What this task involves — The number of lines below containing the word "Mark" is all that should be returned.

Supplied records —
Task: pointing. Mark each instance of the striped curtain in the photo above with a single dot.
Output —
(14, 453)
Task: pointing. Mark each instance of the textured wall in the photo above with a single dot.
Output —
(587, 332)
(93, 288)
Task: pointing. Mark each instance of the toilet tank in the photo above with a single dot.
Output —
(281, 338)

==

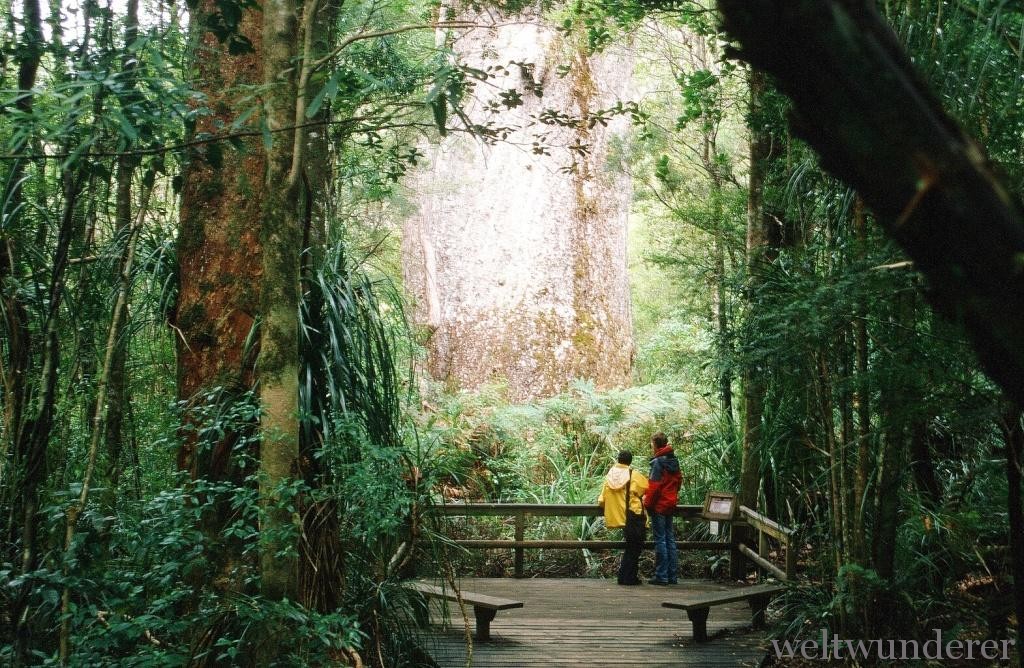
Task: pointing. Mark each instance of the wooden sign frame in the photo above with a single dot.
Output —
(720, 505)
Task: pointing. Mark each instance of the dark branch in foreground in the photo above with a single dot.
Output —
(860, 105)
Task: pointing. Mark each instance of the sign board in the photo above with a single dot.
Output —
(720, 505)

Your solution — 6